EXERCISE REQUIREMENTS | Nothing but the lines from the one containing "of the rocky" through the last line of the entries should appear in the output, each verbatim.

SOURCE DATA: Begin

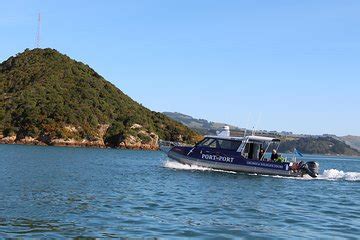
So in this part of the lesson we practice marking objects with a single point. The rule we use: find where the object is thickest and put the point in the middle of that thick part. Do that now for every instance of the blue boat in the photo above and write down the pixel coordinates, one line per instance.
(247, 154)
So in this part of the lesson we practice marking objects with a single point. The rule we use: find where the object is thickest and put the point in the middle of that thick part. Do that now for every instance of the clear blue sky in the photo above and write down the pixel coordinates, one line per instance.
(295, 63)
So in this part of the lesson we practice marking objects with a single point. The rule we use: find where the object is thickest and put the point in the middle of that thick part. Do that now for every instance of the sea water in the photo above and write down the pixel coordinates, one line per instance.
(74, 192)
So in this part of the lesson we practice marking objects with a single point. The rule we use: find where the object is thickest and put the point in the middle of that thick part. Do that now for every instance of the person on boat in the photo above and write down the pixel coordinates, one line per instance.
(274, 155)
(261, 153)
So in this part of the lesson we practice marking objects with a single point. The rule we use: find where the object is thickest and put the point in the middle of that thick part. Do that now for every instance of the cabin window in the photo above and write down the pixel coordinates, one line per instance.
(209, 142)
(229, 144)
(252, 150)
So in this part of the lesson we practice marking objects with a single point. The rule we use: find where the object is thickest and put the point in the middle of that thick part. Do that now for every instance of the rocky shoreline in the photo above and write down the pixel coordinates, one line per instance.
(74, 143)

SOURCE DATA: End

EXERCISE OUTPUT |
So in this part of the lesson we practice marking objects with a single point. The rule we use: find where the object is thickest and put the point in the middle of that thick part. Do that now for every instance of the rocky shoreline in the photo above and write down the pixel coordinates, one line per instance.
(74, 143)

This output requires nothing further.